### WHAT IS ASKED
Print, please, the line that contains "on ground beside" and each line after it to the end of the entries, unchanged and with nothing else.

### STORED ROWS
+ + + + +
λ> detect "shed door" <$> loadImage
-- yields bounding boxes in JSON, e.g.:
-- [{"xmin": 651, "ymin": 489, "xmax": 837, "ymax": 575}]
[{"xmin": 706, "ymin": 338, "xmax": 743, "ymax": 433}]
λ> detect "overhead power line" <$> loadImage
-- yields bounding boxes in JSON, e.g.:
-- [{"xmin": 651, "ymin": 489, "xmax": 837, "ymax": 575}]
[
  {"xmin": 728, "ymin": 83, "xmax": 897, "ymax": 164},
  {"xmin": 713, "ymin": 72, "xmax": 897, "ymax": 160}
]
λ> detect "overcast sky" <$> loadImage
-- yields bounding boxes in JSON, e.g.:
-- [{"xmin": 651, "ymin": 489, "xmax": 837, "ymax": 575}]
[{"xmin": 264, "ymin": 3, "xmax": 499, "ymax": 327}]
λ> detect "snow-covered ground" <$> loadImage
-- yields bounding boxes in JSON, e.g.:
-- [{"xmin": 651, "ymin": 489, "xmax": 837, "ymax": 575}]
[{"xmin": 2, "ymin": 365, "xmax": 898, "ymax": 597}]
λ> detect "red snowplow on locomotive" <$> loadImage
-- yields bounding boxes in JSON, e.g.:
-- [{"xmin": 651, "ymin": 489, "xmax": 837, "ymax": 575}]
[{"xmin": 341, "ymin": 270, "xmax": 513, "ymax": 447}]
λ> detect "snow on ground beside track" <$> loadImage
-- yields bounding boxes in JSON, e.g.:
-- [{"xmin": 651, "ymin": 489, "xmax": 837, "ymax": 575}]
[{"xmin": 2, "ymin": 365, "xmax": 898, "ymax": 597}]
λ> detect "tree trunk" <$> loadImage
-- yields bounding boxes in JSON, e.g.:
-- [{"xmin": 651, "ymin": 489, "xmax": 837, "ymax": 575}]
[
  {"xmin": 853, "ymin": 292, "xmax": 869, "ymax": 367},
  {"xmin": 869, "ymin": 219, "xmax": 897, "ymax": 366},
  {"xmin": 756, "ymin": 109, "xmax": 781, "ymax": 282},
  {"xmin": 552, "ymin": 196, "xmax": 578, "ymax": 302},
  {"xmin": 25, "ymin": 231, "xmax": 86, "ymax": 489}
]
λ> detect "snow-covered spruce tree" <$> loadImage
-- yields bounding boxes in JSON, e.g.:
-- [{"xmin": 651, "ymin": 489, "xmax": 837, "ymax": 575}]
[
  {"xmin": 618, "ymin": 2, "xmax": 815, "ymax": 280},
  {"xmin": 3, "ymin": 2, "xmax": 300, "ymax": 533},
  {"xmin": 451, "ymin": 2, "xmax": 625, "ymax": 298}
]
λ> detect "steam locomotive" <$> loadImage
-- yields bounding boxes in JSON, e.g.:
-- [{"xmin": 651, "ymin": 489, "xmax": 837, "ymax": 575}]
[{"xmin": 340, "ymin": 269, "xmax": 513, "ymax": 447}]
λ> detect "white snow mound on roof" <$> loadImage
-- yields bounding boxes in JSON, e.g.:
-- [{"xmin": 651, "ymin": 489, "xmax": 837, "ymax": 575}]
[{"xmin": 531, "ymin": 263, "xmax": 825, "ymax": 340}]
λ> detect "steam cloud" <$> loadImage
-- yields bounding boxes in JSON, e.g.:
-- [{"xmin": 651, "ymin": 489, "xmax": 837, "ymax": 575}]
+ + + + +
### FINISHED TASK
λ> detect "snow on ground beside track" <$> loadImage
-- yields bounding boxes in JSON, e.g.:
-- [{"xmin": 651, "ymin": 489, "xmax": 837, "ymax": 575}]
[{"xmin": 2, "ymin": 365, "xmax": 898, "ymax": 597}]
λ> detect "tree trunk" <$> loadImage
-- yields bounding boxes in JSON, e.g.:
-- [{"xmin": 651, "ymin": 489, "xmax": 837, "ymax": 575}]
[
  {"xmin": 853, "ymin": 292, "xmax": 869, "ymax": 367},
  {"xmin": 869, "ymin": 219, "xmax": 897, "ymax": 366},
  {"xmin": 756, "ymin": 109, "xmax": 781, "ymax": 282},
  {"xmin": 552, "ymin": 196, "xmax": 578, "ymax": 302},
  {"xmin": 25, "ymin": 231, "xmax": 86, "ymax": 489}
]
λ> detect "snow-covered spruce tree" <$> loadImage
-- yields bounding boxes in JSON, e.g.:
-- [{"xmin": 651, "ymin": 489, "xmax": 837, "ymax": 575}]
[
  {"xmin": 618, "ymin": 2, "xmax": 815, "ymax": 280},
  {"xmin": 3, "ymin": 2, "xmax": 300, "ymax": 533},
  {"xmin": 451, "ymin": 2, "xmax": 625, "ymax": 298}
]
λ> detect "steam locomotive" <$> loadImage
-- yields bounding boxes in JSON, e.g.:
-- [{"xmin": 651, "ymin": 489, "xmax": 837, "ymax": 575}]
[{"xmin": 340, "ymin": 269, "xmax": 513, "ymax": 447}]
λ> detect "white snow mound on roof" <$> loadImage
-- yields bounding boxes in JSON, e.g.:
-- [{"xmin": 651, "ymin": 489, "xmax": 837, "ymax": 575}]
[{"xmin": 531, "ymin": 263, "xmax": 825, "ymax": 340}]
λ> detect "steam cloud" <$> loadImage
-- yields bounding boxes in JSON, e.g.:
-- [{"xmin": 651, "ymin": 489, "xmax": 837, "ymax": 575}]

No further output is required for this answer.